> _Records to use_
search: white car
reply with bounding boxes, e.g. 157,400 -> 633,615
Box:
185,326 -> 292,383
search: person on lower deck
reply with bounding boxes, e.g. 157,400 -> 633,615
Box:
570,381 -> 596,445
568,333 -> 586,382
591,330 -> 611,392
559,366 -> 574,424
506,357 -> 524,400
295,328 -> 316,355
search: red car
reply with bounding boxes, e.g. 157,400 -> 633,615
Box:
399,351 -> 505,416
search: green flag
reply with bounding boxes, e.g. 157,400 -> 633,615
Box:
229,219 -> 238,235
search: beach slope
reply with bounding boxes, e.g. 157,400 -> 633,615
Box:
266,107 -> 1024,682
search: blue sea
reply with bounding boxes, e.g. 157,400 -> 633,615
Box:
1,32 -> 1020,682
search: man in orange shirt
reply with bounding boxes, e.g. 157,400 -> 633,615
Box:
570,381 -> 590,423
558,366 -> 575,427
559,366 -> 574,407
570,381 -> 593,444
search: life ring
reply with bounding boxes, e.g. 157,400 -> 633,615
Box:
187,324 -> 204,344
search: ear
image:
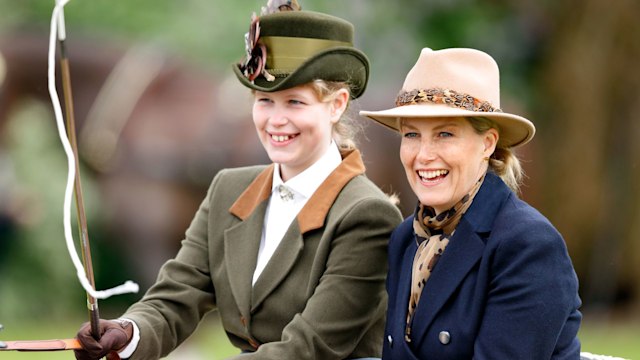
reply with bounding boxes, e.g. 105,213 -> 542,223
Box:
482,127 -> 499,157
329,88 -> 350,124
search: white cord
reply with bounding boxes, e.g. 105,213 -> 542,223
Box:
49,0 -> 139,299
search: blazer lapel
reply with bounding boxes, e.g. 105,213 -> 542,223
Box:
395,239 -> 419,340
226,165 -> 273,322
410,220 -> 485,344
296,149 -> 365,233
410,173 -> 508,344
251,223 -> 304,311
225,150 -> 366,315
224,202 -> 267,322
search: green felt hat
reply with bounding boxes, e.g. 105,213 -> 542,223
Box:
233,10 -> 370,98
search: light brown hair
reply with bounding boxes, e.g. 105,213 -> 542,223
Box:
467,117 -> 524,194
308,80 -> 362,151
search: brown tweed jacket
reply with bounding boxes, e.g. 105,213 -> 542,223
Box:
123,150 -> 403,359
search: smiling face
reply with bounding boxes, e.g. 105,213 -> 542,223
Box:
253,84 -> 348,181
399,117 -> 498,214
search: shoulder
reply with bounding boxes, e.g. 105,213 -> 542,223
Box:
205,165 -> 268,202
492,194 -> 562,248
326,173 -> 400,209
469,173 -> 564,249
472,190 -> 569,272
213,165 -> 268,182
464,174 -> 574,273
341,173 -> 385,194
324,174 -> 403,228
337,174 -> 402,214
487,194 -> 578,287
209,165 -> 267,188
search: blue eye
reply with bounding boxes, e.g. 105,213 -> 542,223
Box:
439,131 -> 453,138
403,132 -> 419,138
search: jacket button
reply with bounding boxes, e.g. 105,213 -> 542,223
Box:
438,331 -> 451,345
387,335 -> 393,348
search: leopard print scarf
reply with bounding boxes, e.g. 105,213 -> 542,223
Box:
405,174 -> 485,343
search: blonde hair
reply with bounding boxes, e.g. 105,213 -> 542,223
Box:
307,80 -> 362,151
467,117 -> 524,194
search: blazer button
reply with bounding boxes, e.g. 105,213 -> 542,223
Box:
387,335 -> 393,348
438,331 -> 451,345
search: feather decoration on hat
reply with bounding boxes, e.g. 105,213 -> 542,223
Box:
241,0 -> 302,83
241,13 -> 272,82
261,0 -> 301,15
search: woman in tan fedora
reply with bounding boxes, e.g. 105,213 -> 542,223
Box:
73,2 -> 402,359
361,47 -> 582,359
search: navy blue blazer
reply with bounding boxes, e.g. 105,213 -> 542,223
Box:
383,172 -> 582,359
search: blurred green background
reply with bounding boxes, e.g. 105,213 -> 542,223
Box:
1,0 -> 639,358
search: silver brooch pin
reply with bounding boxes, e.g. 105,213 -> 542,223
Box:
278,185 -> 294,202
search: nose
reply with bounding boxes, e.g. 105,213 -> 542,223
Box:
268,110 -> 289,127
415,138 -> 437,163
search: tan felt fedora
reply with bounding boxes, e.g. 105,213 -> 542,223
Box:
360,47 -> 535,147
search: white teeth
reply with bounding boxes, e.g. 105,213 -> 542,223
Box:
418,169 -> 449,180
271,134 -> 292,142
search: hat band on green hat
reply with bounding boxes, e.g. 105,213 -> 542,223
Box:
261,36 -> 352,75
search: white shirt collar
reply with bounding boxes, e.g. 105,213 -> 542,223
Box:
272,141 -> 342,199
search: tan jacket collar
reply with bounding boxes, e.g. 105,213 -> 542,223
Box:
229,149 -> 366,234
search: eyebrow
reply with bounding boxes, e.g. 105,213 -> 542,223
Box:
399,121 -> 417,131
432,122 -> 461,131
400,120 -> 462,131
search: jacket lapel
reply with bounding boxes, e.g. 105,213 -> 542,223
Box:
297,149 -> 365,233
251,223 -> 304,311
226,165 -> 273,321
410,172 -> 509,344
411,220 -> 485,344
395,238 -> 418,340
224,201 -> 268,322
228,150 -> 365,232
226,150 -> 366,316
251,150 -> 366,311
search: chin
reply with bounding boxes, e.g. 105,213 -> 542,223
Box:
417,195 -> 449,210
266,150 -> 293,163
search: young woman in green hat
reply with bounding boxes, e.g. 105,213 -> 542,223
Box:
73,2 -> 402,359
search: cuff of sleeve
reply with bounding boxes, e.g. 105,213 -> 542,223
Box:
117,318 -> 140,359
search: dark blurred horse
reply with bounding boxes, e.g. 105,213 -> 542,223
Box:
0,30 -> 268,289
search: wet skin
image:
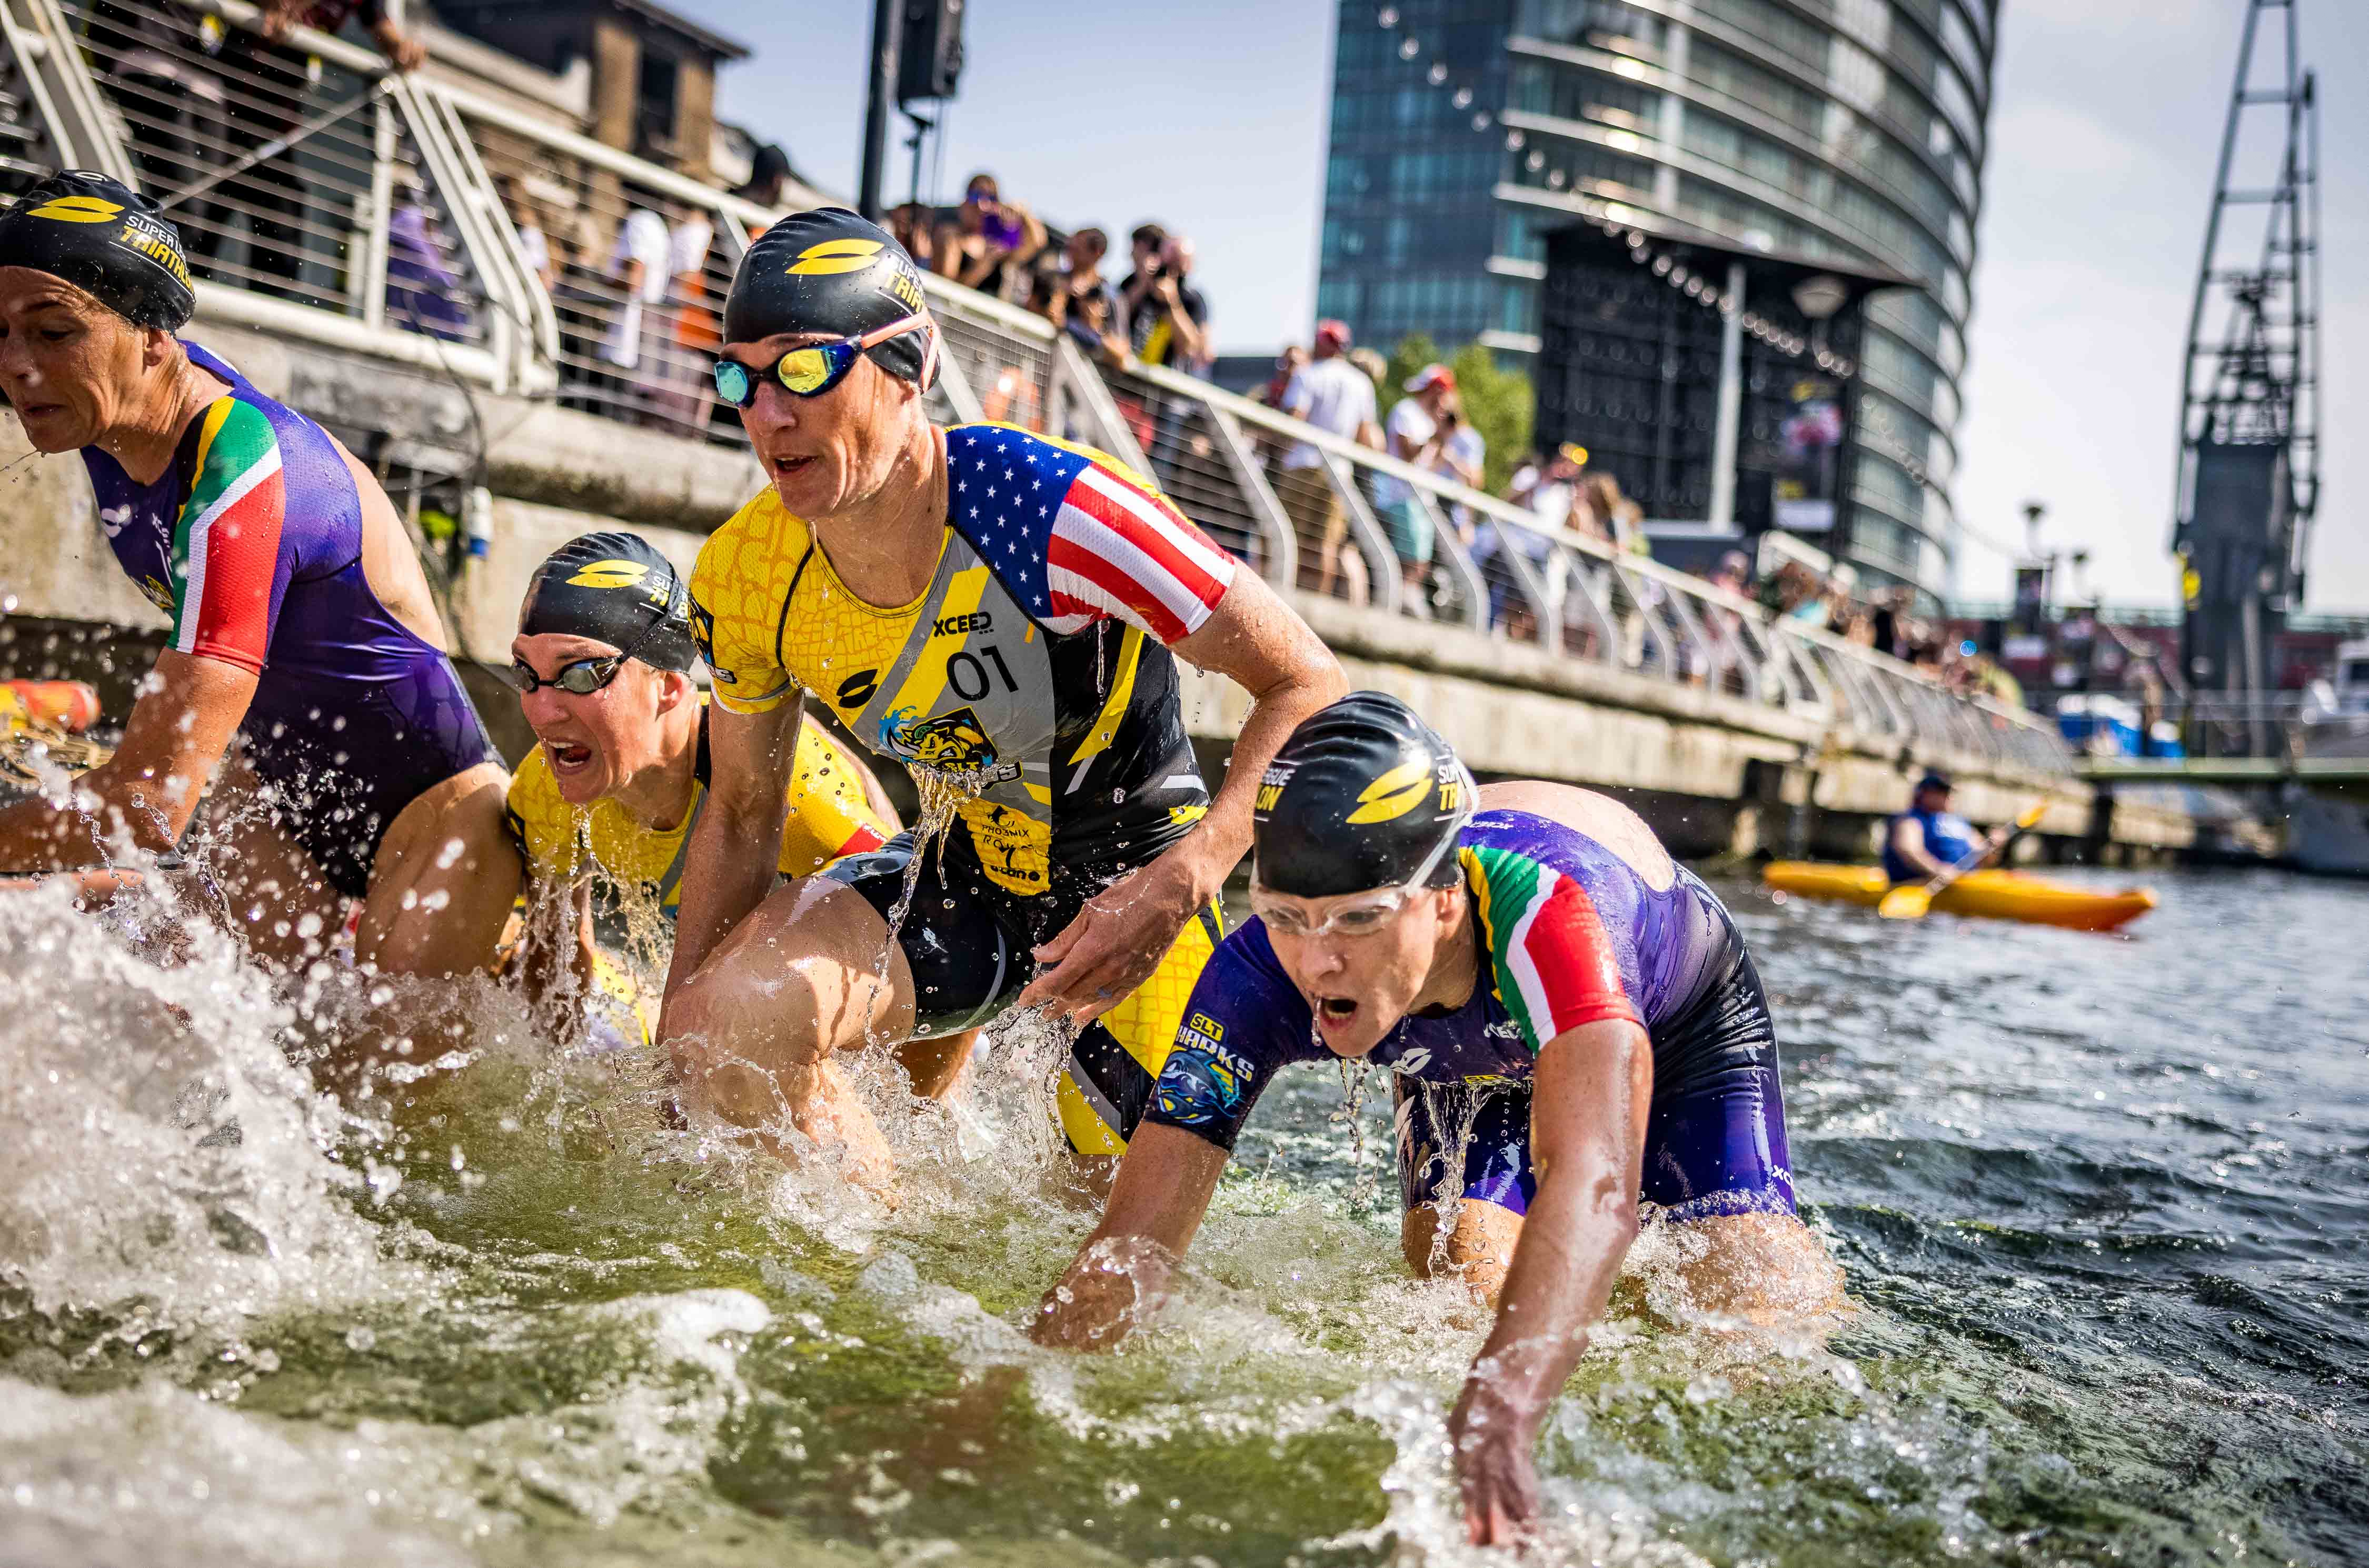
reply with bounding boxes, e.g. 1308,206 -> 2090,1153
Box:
1033,781 -> 1846,1548
0,272 -> 516,977
658,343 -> 1342,1183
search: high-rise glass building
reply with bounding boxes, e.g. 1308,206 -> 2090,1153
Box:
1316,0 -> 1996,599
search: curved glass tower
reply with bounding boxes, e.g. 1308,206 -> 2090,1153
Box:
1316,0 -> 1996,600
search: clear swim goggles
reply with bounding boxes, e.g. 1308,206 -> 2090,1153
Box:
1248,807 -> 1471,941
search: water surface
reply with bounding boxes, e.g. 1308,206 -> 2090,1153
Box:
1,865 -> 2363,1566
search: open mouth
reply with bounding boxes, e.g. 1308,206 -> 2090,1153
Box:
546,741 -> 594,775
1314,995 -> 1360,1033
769,453 -> 817,481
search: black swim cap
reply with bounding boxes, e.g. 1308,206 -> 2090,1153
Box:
518,532 -> 698,673
1252,692 -> 1475,899
0,172 -> 194,331
722,206 -> 935,386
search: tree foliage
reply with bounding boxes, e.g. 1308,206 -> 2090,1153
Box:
1377,333 -> 1534,497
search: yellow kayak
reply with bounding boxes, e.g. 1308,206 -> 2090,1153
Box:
1762,862 -> 2157,932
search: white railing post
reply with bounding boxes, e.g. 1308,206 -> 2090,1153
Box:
1411,488 -> 1486,632
1202,401 -> 1298,588
1320,450 -> 1402,617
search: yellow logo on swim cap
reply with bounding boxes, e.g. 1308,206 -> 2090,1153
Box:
788,238 -> 884,275
566,558 -> 650,590
28,195 -> 124,223
1346,760 -> 1431,825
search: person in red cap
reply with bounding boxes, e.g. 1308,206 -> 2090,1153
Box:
1277,320 -> 1379,598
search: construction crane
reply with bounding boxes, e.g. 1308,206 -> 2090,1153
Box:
2173,0 -> 2320,713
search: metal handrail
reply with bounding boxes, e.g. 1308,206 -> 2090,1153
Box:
0,3 -> 2064,779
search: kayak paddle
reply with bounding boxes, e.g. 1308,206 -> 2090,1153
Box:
1878,798 -> 2052,922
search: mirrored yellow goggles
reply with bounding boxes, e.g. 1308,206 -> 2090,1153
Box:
712,314 -> 930,406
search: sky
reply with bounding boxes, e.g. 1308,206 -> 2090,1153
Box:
701,0 -> 2366,610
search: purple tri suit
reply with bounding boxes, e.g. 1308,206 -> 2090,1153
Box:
78,341 -> 497,897
1147,809 -> 1797,1222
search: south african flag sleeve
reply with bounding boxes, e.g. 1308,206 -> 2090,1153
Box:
1461,843 -> 1642,1053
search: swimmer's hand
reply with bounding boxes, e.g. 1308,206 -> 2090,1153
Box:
1448,1367 -> 1542,1547
1028,1234 -> 1175,1350
1020,840 -> 1216,1022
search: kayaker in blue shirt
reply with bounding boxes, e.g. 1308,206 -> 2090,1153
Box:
1882,772 -> 2006,884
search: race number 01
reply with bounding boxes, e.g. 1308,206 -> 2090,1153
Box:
946,645 -> 1018,702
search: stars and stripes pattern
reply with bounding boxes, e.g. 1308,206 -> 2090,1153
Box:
945,423 -> 1235,644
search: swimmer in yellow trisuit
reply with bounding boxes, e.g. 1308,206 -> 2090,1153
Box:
490,533 -> 976,1080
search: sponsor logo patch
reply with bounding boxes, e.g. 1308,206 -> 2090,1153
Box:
1345,760 -> 1430,825
787,238 -> 883,275
567,558 -> 650,590
29,195 -> 122,223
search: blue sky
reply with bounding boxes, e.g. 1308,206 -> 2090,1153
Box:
701,0 -> 2366,608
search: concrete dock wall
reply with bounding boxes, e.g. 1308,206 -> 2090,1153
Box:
0,316 -> 2189,863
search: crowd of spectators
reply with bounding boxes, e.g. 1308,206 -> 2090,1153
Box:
883,175 -> 1215,385
110,6 -> 2030,720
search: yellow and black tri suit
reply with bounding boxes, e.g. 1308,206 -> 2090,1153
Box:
503,698 -> 892,915
688,422 -> 1239,1154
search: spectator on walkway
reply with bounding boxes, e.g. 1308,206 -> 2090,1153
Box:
938,173 -> 1047,300
1279,319 -> 1380,601
598,199 -> 673,422
1242,345 -> 1309,468
1706,550 -> 1751,601
1033,227 -> 1126,363
1789,563 -> 1856,630
1347,345 -> 1389,390
1372,362 -> 1458,603
1251,345 -> 1307,410
200,0 -> 425,301
1123,235 -> 1210,376
499,177 -> 556,292
1116,224 -> 1167,346
662,202 -> 719,433
887,203 -> 937,272
734,143 -> 797,214
383,171 -> 467,339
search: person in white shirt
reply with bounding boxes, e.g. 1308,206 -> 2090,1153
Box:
1372,362 -> 1459,602
656,206 -> 717,432
599,203 -> 673,423
1279,319 -> 1380,598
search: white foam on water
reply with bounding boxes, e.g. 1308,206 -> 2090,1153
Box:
0,880 -> 388,1327
0,1375 -> 491,1568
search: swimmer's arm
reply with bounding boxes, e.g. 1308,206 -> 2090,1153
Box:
0,650 -> 254,873
1029,1123 -> 1230,1350
661,693 -> 803,1013
1887,815 -> 1949,879
1450,1018 -> 1651,1546
1022,573 -> 1343,1017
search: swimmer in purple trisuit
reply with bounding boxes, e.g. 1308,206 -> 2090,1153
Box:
1032,692 -> 1845,1546
0,172 -> 518,973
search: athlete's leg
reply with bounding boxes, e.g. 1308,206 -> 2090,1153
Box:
1660,1209 -> 1846,1324
1395,1078 -> 1534,1299
1058,902 -> 1223,1195
355,761 -> 522,977
898,1028 -> 980,1101
663,872 -> 920,1190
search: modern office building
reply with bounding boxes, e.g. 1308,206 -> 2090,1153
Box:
1316,0 -> 1997,600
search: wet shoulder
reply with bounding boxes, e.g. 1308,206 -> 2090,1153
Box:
689,488 -> 812,713
185,394 -> 285,514
503,744 -> 583,881
1458,810 -> 1646,1051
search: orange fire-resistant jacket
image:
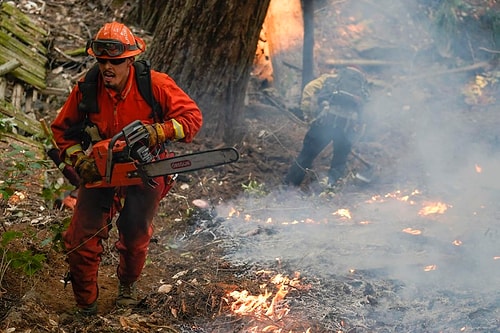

> _Task brief_
All lines above between those holding "search: mirrored yellow goggles" and "search: blue sky", inclusive, must be set down unchanged, and no other line may be included.

> _Result for this task_
search: mirrored yellow goggles
reply with bounding boxes, e.g. 1308,206 -> 2090,1153
Box:
712,314 -> 930,406
search: sky
reply with bounding boxes, e.g. 1308,206 -> 2090,1153
Box:
701,0 -> 2366,610
search: purple tri suit
reply with bounding boxes, e.g. 1308,206 -> 2090,1153
Box:
78,341 -> 497,897
1147,809 -> 1797,1222
search: south african flag sleeve
reply with bounding boxes, e.g. 1308,206 -> 2090,1153
Box:
1461,843 -> 1642,1053
search: swimmer's hand
reply with bounding boxes, e.g. 1308,206 -> 2090,1153
Box:
1448,1367 -> 1542,1547
1028,1234 -> 1175,1350
1020,840 -> 1216,1022
search: kayaker in blue shirt
reply with bounding boxes, e.g. 1308,206 -> 2090,1153
Box:
1882,772 -> 2006,884
search: race number 01
reply with bounding boxes, e.g. 1308,206 -> 2090,1153
Box:
946,645 -> 1018,702
search: stars and stripes pattern
reply with bounding boxes, e.g. 1308,206 -> 2090,1153
Box:
945,423 -> 1235,644
search: swimmer in yellow trisuit
reply with bounding boxes, e.g. 1308,206 -> 2090,1153
Box:
490,533 -> 976,1080
search: sponsor logo patch
reply with bounding boxes, e.g. 1308,206 -> 2090,1153
Box:
1345,760 -> 1430,825
787,238 -> 883,275
567,558 -> 650,590
29,195 -> 122,223
search: blue sky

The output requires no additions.